■ **CHALLENGE**
Set out the records as a numbered list, beginning with the very first line and continuing through the line that contains "M29 174L35 178L41 178L40 149L38 150L29 168Z". Leave out blank lines.

■ **RECORDS PROVIDED**
_ _ _ _ _
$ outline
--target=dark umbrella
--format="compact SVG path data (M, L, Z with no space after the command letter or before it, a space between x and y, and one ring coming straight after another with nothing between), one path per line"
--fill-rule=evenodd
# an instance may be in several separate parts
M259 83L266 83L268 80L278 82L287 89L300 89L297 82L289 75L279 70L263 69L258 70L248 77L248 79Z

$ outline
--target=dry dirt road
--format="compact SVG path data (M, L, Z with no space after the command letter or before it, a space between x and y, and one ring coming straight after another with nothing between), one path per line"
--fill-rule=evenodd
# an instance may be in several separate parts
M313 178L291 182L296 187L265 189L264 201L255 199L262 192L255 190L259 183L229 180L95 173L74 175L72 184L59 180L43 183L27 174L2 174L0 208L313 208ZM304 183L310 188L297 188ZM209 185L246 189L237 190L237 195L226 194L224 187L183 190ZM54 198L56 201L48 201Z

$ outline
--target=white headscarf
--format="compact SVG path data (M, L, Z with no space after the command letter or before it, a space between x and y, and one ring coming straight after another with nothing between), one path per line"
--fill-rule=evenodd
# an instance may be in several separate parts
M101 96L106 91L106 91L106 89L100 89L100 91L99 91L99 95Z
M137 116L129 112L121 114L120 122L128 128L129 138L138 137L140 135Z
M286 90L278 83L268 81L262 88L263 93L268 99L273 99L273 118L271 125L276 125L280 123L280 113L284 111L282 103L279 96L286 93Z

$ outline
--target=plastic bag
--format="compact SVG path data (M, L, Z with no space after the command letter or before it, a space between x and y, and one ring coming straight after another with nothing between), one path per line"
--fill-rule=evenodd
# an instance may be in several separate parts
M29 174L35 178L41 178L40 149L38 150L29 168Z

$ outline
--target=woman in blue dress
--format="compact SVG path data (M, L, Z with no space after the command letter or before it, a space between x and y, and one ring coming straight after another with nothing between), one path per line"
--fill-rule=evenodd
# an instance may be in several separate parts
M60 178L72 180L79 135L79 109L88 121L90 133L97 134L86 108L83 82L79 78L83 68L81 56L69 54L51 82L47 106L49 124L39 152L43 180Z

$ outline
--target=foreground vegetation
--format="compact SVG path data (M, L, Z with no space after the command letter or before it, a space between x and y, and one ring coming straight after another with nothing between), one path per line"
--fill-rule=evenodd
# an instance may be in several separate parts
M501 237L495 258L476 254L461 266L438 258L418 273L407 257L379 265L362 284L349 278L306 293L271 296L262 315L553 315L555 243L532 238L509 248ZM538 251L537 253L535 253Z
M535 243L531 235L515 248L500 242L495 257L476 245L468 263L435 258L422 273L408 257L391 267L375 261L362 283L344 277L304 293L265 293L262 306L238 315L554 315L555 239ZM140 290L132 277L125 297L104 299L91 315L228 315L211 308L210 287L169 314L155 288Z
_ _ _ _ _
■ **SOLUTION TO THIS TASK**
1. $ outline
2. --target=dark umbrella
3. --format="compact SVG path data (M, L, Z with no space after the command letter or before it, a space between x and y, and one ring coming straight after another with nothing between), one path per line"
4. --fill-rule=evenodd
5. # an instance may be in several separate parts
6. M259 83L266 83L268 80L278 82L287 89L300 89L297 82L289 75L279 70L263 69L258 70L248 77L248 79Z
7. $ outline
8. --target=dry dirt road
9. --format="compact SVG path data (M, L, Z with no space after the command letter or before it, a space between x and y, and one ring coming straight after another with nothing between), one path per line"
10. --fill-rule=evenodd
11. # an instance may be in several separate parts
12. M313 178L291 182L296 187L265 189L264 201L255 199L262 192L255 190L259 183L229 180L95 173L74 175L72 184L59 180L43 183L27 174L2 174L0 208L313 208ZM304 183L310 188L297 188ZM209 185L246 189L237 190L237 195L226 194L224 187L183 190ZM54 198L56 201L48 201Z
13. $ outline
14. --target=white headscarf
15. --format="compact SVG path data (M, L, Z with no space after the command letter or before it, a space between x and y, and one ring coming straight after another with nothing between), one path per line"
16. --fill-rule=evenodd
17. # an instance may be in several separate parts
18. M101 96L106 91L106 91L106 89L100 89L100 91L99 91L99 95Z
19. M137 116L129 112L121 114L120 122L128 128L129 138L138 137L140 135Z
20. M286 90L278 83L268 81L262 88L263 93L268 99L273 99L273 118L271 125L276 125L280 123L280 113L284 111L282 103L279 96L286 93Z
21. $ outline
22. --target=plastic bag
23. --format="compact SVG path data (M, L, Z with no space after the command letter or before it, a space between x and y, and one ring coming straight after another with nothing between), one path per line"
24. --fill-rule=evenodd
25. # an instance may be in several separate parts
26. M29 174L35 178L41 178L40 149L38 150L29 168Z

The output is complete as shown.